DOCUMENT PASSAGE:
Consider the following Maclaurin expansion:
$(x+1)^n = 1 + nx + \frac{n(n-1)}{2!}x^2 + \cdots $
I understand why this result is correct, because if we let $f(x) = (x+1)^n$, then
$f'(x) = n(x+1)^{n-1}$,
$f''(x) = n(n-1)(x+1)^{n-1}$,
and so forth. Substituting $x=0$ into each function to get the coefficients, we get
$f(0) = 1$,
$f'(0) = n$,
$f''(0) = n(n-1)$,
each of which correspond to each term in the original Maclaurin expansion as first stated.
However, my textbook then proceeds to use this result to show that
$g(x) = (x^2+1)^{-1} = 1 -x^2 + x^4 + \cdots$
Seemingly on the basis that we may simply substitute $x = x^2$ in the expansion of $f(x)$, like so:
$g(x) = 1 + (-1)(x^2) + \frac{-1\times(-1-1)}{2!}(x^2)^2 + \cdots$
$g(x) = 1 -x^2 + x^4 + \cdots$
There is no explanation as to the rationale behind this move.

PROBLEM 1: In two sentences, summarize the Maclaurin expansion question.
PROBLEM 2: In the records, take the lines from the first one up to and including the line with "[455,218,465,230]", and write them out again with the prompting lines kept. Multiply every bounding-box coordinate by 1.85 and round to whole numbers with halves going up, omitting the pictures from your answer.

[Records excerpted from a collection]
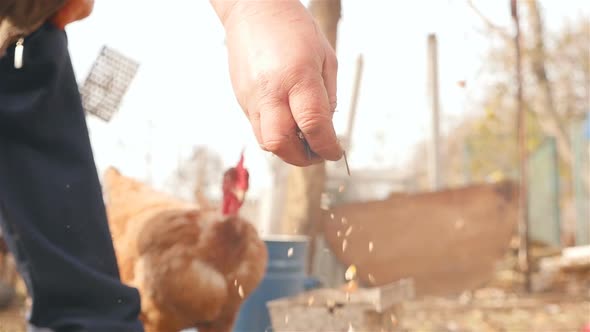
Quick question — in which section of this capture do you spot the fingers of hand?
[289,68,342,161]
[51,0,94,29]
[250,100,321,166]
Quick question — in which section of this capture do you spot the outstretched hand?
[211,0,343,166]
[51,0,94,30]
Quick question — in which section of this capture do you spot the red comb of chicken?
[221,151,250,216]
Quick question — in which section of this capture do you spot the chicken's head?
[222,151,250,216]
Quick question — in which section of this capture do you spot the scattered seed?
[348,322,354,332]
[320,193,330,211]
[389,314,397,326]
[344,264,356,281]
[344,225,352,236]
[455,218,465,229]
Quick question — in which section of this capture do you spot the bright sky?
[62,0,590,197]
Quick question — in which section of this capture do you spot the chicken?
[105,154,268,332]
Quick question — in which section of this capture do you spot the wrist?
[209,0,303,27]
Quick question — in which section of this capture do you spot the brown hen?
[105,153,268,332]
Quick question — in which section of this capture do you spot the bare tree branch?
[467,0,512,40]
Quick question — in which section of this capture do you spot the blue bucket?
[234,235,309,332]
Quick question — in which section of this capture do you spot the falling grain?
[344,225,352,237]
[344,264,356,281]
[320,193,330,211]
[390,314,397,327]
[455,218,465,230]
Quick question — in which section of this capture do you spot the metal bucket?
[234,235,309,332]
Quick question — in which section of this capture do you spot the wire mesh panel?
[528,138,561,247]
[80,46,139,122]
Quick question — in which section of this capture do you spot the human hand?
[51,0,94,30]
[211,0,343,166]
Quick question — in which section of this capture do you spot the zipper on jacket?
[14,37,25,69]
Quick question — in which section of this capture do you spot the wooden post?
[510,0,531,292]
[281,0,341,272]
[428,34,441,191]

TASK RESULT 1: The writer understands why the Maclaurin expansion of $(x+1)^n$ is $1 + nx + \frac{n(n-1)}{2!}x^2 + \cdots$, since setting $x=0$ in the function and its derivatives gives the coefficients 1, $n$ and $n(n-1)$. A textbook then uses this result to show that $(x^2+1)^{-1} = 1 - x^2 + x^4 + \cdots$, seemingly by substituting $x = x^2$, and gives no explanation of the rationale behind this move.

TASK RESULT 2:
Quick question — in which section of this capture do you spot the fingers of hand?
[535,126,633,298]
[94,0,174,54]
[463,185,594,307]
Quick question — in which section of this capture do you spot the outstretched hand?
[390,0,635,307]
[94,0,174,56]
Quick question — in which section of this capture do you spot the red comb of chicken?
[409,279,463,400]
Quick question — in which section of this capture do you spot the chicken's head?
[411,279,463,400]
Quick question — in which section of this capture do you spot the scattered seed?
[644,596,655,614]
[592,357,611,390]
[720,581,734,603]
[636,488,659,520]
[636,416,651,437]
[842,403,860,424]
Quick question — in which section of this capture do you spot the bright sky?
[115,0,1092,364]
Quick question — in which section of this capture do you spot the chicken?
[194,285,496,614]
Quick question — in which section of this capture do you spot the wrist?
[387,0,561,50]
Quick question — in which section of this capture do you spot the brown hen?
[194,283,496,614]
Quick question — in which section of this capture do you spot the bare tree branch?
[864,0,947,74]
Quick question — in which section of this capture do you spot the blue bucket?
[433,435,572,614]
Quick question — in which section of this capture do you spot the falling grain?
[636,416,651,438]
[636,488,659,520]
[592,357,611,390]
[722,581,734,605]
[842,403,860,426]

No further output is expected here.